• TEXTO PROPUESTO
____________________

Para ‘Honky Tonk’, la membrana blues sigue latente, pero ha sido metabolizada en un nuevo régimen de sonoridades, una orgía de tonalidades wah wah que se cuela entre un esqueleto sincopado de blues clásico, pero desde una perspectiva anti-purista. Es como si toda la tradición se hubiera arrojado a un pozo cubierto de líquido mutante, en las antípodas del Delta del Mississippi. ‘Honky Tonk’ también resulta muy representativa del sonido que en aquellos años estaba diseñando Davis junto a Teo Macero y su troupe de locos geniales. De este modo, cada instrumento suena en un plano diferente. Más que pistas, cada instrumento parece que va en un vagón diferente, en un tren moviéndose en vertical. La sensación de profundidad es tal que parece que en todo momento podemos ser absorbidos por un agujero negro de eco infinito. De parada en parada, una de las más alto voltaicas del trayecto es ‘Rated X’, gestada sólo dos meses después de On The Corner, y se nota. Vaya que sí. Proto post-punk krautrockizado, ‘Rated X’ es una cabalgada imparable hacia el mismo ADN del ritmo. La huella de On The Corner sigue palpándose en ‘Calypso Frelimo’, junto a ‘He Loved Her Madly’, el otro puerto especial de Get Up With It. En ésta, ya se rompen los raíles horizontales, la canción no cuenta con GPS, todo se mueve por impulsos de trance funk. El órgano eléctrico de Miles huye entre la selva en movimiento que lo persigue. Todo avanza como en un sueño disparado: 32 minutos de tribalidad guiada por espasmos de intuición suicida.

____________________

• SECCIÓN DE DATOS
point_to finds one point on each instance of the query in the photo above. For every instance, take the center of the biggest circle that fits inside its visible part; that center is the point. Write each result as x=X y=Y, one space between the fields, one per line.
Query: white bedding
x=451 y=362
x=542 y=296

____________________

• CONSIGNA
Decide si cada afirmación concuerda con el texto propuesto; responde sí o no y cita las palabras textuales que lo justifican.
1. ‘Rated X’ se gestó dos meses después de On The Corner.
2. En ‘Honky Tonk’ todos los instrumentos suenan en un mismo plano.
3. ‘Honky Tonk’ trata el blues clásico desde una perspectiva purista.
El listado no es necesario para esta actividad.

• RESPUESTA CORRECTA
1. Sí: «gestada sólo dos meses después de On The Corner».
2. No: «cada instrumento suena en un plano diferente».
3. No: «desde una perspectiva anti-purista».